### TEXT EXCERPT

From the Niche Zero review (and corroborated with my past experience), I notice a trend/observation which I thought would be interesting to share/discuss. I have been noticing that although the extraction yield (EY) can be similar (within the deviation of my repeated runs), the taste profile or quality can be consistently different.

You can almost confidently say that different level of extraction yields will taste different but can you say the inverse is true (same extraction yield = same taste)?

In my opinion, the refractometry measurement can give you an inkling where the process sits on the extraction yield spectrum. But I argue that there is no substitute for tasting. As subjective as our palate may be, you will still need to taste the shot to evaluate the taste. For example, for what it's worth, my Helor 101 hand grinder can achieve similar extraction level with my big conicals, but they clearly don't taste the same to me.

So I am trying to rationalize why I don't see a statistically significant difference in TDS/EY yet the tasting suggests there may be subtle differences. I think there are three main reasons:

The nature of refractometry measurement: Refractometer works by passing light through a liquid phase and depending on how much the light is scatteredrefracted/bent, it predicts the amount of dissolved solids based on what it was calibrated on. There lies the shortcoming of refractometry measurements - assuming the refractometer was calibrated properly (using the right technique and right calibration solution), it can only tell you roughly how much bulk dissolved solids you have, but it has zero information on the chemical/flavor molecules composition. It's akin to telling you how many apples you have in the promotion bag you just purchased in the supermarket clearance last night, but doesn't let you know how many of them were bad apples. :P

Limit of detection : Human palate have a taste sensitivity of around 5-400 ppm (that's 0.005- 0.4 mg/ml or 0.0005-0.04% TDS)*. The accuracy of of VST TDS meter starts at ± 0.05% TDS (or 0.5 mg/ml). That is just the instrument error alone and it is already higher than the taste sensitivity. To draw on another analogy, this time related to coffee, this is like trying to measure the coffee particle size using a regular ruler. :lol: Sure you can measure some of the larger particles, but you are definitely working at the detection limit and won't be very accurate.

### EXERCISE TASKS
**a)** From the coffee extraction post above, write out the passage between "You can almost" and "yield = same taste)?", inclusive.
**b)** In the coffee extraction post above, rewrite the paragraph that begins "In my opinion, the refractometry measurement" more concisely, keeping its main facts.

### GIVEN DATA

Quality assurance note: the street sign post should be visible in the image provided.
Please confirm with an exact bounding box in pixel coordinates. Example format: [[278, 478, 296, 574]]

### ANSWERS PROVIDED
**a)**
You can almost confidently say that different level of extraction yields will taste different but can you say the inverse is true (same extraction yield = same taste)?

**b)** Refractometry hints at where a brew falls on the extraction yield spectrum, but nothing replaces tasting. However subjective the palate, you still have to taste a shot to judge its flavor. My Helor 101 hand grinder, for example, reaches extraction levels similar to my big conicals, yet the results clearly taste different to me.